▸ **Task brief**
Please return all the records exactly, with nothing left out.

▸ **Task input**
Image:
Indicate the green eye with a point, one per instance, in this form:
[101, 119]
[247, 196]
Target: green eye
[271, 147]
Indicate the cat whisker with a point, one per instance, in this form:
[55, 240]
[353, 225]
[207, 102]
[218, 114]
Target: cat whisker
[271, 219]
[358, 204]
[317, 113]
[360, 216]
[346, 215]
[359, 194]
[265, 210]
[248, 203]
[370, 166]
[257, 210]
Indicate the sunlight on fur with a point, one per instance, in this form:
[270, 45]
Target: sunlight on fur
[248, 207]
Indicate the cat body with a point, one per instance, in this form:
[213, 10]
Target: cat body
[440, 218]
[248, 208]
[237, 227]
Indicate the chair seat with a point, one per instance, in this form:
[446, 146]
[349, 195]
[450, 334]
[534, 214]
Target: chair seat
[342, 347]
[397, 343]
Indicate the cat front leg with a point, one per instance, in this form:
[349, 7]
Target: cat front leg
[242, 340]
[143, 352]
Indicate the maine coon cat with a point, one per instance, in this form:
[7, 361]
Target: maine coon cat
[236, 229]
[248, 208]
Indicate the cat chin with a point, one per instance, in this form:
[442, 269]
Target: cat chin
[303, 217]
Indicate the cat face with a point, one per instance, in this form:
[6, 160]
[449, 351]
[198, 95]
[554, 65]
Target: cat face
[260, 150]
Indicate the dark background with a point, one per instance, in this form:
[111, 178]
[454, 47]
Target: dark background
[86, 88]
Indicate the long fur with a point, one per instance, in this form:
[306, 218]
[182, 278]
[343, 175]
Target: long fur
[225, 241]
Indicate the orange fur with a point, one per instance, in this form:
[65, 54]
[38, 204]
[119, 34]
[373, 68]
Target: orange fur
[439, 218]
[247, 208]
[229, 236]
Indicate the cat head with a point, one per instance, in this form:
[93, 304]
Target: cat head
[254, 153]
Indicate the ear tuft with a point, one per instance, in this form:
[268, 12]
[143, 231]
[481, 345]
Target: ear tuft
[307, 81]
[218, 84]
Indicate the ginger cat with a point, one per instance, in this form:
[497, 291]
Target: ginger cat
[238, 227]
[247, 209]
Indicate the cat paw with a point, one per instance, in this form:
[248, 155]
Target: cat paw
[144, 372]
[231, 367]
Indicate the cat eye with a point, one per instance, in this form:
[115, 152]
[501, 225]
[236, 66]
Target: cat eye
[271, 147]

▸ **Result of the task**
Image:
Indicate the green eye with a point, one per instance, in this form:
[101, 119]
[247, 196]
Target: green eye
[271, 147]
Indicate the cat whisker with a point, one per instance, in this form:
[55, 240]
[353, 225]
[207, 102]
[218, 114]
Target: cat whisker
[271, 219]
[358, 204]
[317, 113]
[360, 216]
[346, 215]
[359, 194]
[265, 210]
[248, 203]
[370, 166]
[257, 210]
Indicate the sunlight on fur with a point, one per instance, in this form:
[270, 45]
Target: sunlight on fur
[248, 207]
Indicate the cat body with a point, one per instance, in this form:
[213, 10]
Target: cat body
[440, 218]
[248, 208]
[237, 227]
Indicate the chair seat with a point, one per instance, in this form:
[446, 146]
[349, 195]
[450, 334]
[534, 214]
Target: chair seat
[342, 347]
[397, 343]
Indicate the cat front leg with a point, one per instance, in this form:
[349, 7]
Target: cat front leg
[242, 340]
[143, 352]
Indicate the maine coon cat with a point, one per instance, in this form:
[7, 361]
Target: maine coon cat
[236, 229]
[248, 208]
Indicate the cat chin with a point, one per instance, in this form:
[442, 269]
Target: cat chin
[303, 217]
Indicate the cat face with a point, one per instance, in this form:
[6, 160]
[449, 351]
[198, 95]
[554, 65]
Target: cat face
[260, 150]
Indicate the dark background with a point, one per instance, in this form:
[111, 178]
[454, 47]
Target: dark background
[86, 88]
Indicate the long fur with a point, one per instance, in this form:
[306, 218]
[182, 278]
[343, 175]
Target: long fur
[225, 241]
Indicate the orange fur with a point, one per instance, in this form:
[65, 54]
[38, 204]
[119, 34]
[373, 68]
Target: orange fur
[439, 218]
[247, 208]
[229, 236]
Indicate the cat head with a point, one per instance, in this form:
[93, 304]
Target: cat head
[254, 153]
Indicate the ear tuft with a point, one per instance, in this form:
[268, 12]
[143, 231]
[481, 345]
Target: ear tuft
[307, 81]
[218, 84]
Indicate the ginger cat with a point, one per instance, in this form:
[497, 291]
Target: ginger cat
[238, 227]
[247, 209]
Indicate the cat paw with a point, one per instance, in this form:
[248, 155]
Target: cat paw
[144, 372]
[231, 367]
Indicate the cat eye with a point, one per instance, in this form:
[115, 152]
[501, 225]
[236, 66]
Target: cat eye
[271, 147]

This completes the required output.